Lay out the records from their start through the line containing "245 50 L 252", including that line, as a two-column CSV with the columns input and output, one row for each record: its text under input and its answer under output, each in a single quoted field with line breaks turned into spaces. Leave the pictures out.
○ ○ ○ ○ ○ ○ ○
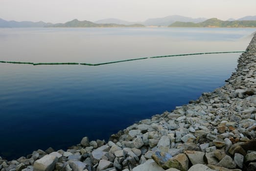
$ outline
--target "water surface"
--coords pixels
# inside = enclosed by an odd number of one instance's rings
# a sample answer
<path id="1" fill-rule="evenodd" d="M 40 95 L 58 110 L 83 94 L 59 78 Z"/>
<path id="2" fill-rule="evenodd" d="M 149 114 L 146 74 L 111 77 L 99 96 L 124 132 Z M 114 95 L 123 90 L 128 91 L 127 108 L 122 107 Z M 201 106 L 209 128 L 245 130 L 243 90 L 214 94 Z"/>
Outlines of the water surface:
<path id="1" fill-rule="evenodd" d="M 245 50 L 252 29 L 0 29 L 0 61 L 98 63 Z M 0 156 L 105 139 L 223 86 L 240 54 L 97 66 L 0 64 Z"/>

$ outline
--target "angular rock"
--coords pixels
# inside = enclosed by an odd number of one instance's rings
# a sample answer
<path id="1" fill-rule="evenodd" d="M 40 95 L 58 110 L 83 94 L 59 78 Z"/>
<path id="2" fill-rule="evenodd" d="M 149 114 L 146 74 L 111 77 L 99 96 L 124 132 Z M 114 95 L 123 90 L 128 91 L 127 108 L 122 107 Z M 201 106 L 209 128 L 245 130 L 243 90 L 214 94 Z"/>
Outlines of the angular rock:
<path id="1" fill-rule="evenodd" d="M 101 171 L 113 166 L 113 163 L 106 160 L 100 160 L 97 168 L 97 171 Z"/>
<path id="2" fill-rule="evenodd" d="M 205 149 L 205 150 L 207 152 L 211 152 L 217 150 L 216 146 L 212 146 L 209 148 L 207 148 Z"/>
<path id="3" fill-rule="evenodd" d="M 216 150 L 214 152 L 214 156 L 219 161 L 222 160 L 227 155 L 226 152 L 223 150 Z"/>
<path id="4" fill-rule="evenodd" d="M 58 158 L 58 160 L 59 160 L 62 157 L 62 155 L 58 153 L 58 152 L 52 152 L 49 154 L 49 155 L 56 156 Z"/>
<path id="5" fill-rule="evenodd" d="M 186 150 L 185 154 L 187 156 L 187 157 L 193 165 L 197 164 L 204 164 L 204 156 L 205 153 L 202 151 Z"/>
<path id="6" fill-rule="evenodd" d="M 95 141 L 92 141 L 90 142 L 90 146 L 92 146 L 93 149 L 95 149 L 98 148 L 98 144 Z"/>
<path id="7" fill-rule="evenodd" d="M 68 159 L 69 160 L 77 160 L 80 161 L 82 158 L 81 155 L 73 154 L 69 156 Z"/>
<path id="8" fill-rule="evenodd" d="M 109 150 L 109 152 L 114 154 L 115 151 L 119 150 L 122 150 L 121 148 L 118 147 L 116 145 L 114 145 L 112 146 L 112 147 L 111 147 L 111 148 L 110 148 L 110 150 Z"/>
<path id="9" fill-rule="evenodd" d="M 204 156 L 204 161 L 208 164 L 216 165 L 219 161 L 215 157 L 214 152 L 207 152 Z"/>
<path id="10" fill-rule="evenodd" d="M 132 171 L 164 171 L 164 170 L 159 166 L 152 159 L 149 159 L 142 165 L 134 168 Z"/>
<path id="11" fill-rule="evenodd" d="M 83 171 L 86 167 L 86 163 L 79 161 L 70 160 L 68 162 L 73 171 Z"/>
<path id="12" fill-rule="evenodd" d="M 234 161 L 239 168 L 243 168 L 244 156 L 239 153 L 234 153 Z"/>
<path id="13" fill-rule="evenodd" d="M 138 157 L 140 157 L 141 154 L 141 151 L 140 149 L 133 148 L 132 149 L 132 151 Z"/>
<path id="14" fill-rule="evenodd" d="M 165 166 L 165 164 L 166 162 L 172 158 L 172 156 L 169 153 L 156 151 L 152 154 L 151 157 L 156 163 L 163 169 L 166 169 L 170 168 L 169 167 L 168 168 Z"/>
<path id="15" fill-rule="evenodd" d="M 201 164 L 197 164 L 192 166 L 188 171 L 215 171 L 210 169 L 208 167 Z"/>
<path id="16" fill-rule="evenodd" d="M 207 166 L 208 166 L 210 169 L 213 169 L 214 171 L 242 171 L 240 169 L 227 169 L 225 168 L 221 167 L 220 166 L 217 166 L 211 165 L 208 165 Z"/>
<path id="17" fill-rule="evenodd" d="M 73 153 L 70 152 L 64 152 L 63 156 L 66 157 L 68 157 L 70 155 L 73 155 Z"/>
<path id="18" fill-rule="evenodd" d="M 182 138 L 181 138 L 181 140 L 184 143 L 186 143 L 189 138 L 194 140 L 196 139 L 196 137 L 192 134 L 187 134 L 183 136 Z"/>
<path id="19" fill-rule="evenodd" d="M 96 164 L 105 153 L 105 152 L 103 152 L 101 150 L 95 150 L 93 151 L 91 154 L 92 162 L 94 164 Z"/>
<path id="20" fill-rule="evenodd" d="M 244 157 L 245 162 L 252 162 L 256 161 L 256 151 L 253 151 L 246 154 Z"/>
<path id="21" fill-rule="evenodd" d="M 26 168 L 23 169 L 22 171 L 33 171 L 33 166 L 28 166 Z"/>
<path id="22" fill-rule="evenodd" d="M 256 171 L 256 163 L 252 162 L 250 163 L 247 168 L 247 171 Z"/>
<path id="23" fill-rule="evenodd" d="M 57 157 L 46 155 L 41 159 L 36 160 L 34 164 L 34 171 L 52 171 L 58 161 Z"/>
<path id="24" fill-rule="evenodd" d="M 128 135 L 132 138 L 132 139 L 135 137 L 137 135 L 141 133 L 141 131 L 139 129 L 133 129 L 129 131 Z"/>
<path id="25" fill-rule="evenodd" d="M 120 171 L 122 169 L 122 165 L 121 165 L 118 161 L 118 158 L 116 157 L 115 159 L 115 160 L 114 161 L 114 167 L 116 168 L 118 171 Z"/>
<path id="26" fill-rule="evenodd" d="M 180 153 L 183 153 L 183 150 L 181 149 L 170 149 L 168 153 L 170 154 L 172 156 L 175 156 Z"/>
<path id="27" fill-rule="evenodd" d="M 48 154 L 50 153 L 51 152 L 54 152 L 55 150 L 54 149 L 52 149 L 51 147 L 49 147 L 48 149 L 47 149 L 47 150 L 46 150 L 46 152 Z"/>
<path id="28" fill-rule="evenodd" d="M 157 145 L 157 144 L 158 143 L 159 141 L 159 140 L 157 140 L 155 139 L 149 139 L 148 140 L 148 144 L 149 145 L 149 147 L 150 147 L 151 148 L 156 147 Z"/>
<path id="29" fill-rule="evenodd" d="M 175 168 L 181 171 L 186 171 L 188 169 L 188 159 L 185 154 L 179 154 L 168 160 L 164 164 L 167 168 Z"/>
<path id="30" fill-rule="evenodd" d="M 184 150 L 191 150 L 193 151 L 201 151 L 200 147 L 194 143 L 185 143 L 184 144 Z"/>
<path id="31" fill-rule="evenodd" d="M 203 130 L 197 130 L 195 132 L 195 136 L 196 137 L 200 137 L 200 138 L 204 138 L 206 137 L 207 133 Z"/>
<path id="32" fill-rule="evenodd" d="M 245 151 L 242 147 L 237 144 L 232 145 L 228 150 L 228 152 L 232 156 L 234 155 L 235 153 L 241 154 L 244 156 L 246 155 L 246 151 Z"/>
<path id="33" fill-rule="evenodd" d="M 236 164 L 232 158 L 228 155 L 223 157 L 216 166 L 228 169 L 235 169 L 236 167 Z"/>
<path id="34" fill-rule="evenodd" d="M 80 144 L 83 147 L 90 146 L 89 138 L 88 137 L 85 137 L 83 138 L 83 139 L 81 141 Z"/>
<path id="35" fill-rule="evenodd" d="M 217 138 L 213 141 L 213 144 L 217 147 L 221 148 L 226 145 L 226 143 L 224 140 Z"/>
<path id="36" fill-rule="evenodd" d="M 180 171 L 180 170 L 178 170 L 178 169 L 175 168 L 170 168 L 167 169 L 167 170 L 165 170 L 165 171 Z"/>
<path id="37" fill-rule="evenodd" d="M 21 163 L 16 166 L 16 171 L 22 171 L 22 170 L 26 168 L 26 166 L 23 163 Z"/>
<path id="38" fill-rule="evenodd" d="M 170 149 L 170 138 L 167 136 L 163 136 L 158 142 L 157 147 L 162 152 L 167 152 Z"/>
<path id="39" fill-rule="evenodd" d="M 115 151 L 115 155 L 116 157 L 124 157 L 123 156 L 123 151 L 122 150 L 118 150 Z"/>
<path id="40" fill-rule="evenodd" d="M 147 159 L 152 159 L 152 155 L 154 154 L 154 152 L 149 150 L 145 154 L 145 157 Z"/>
○ ○ ○ ○ ○ ○ ○
SOLUTION TO THIS EXERCISE:
input,output
"$ outline --target ""water surface"" --coords pixels # inside = enclosed by an odd number of one instance's rings # a sample answer <path id=""1"" fill-rule=""evenodd"" d=""M 40 95 L 58 110 L 83 94 L 59 78 Z""/> <path id=""2"" fill-rule=""evenodd"" d=""M 149 114 L 146 74 L 111 77 L 99 96 L 124 132 Z M 114 95 L 123 90 L 128 91 L 127 108 L 122 107 Z M 201 106 L 209 128 L 245 130 L 243 90 L 214 94 Z""/> Outlines of the water surface:","<path id=""1"" fill-rule=""evenodd"" d=""M 245 50 L 252 29 L 0 29 L 0 61 L 98 63 Z M 0 156 L 105 139 L 223 86 L 240 54 L 97 66 L 0 64 Z""/>"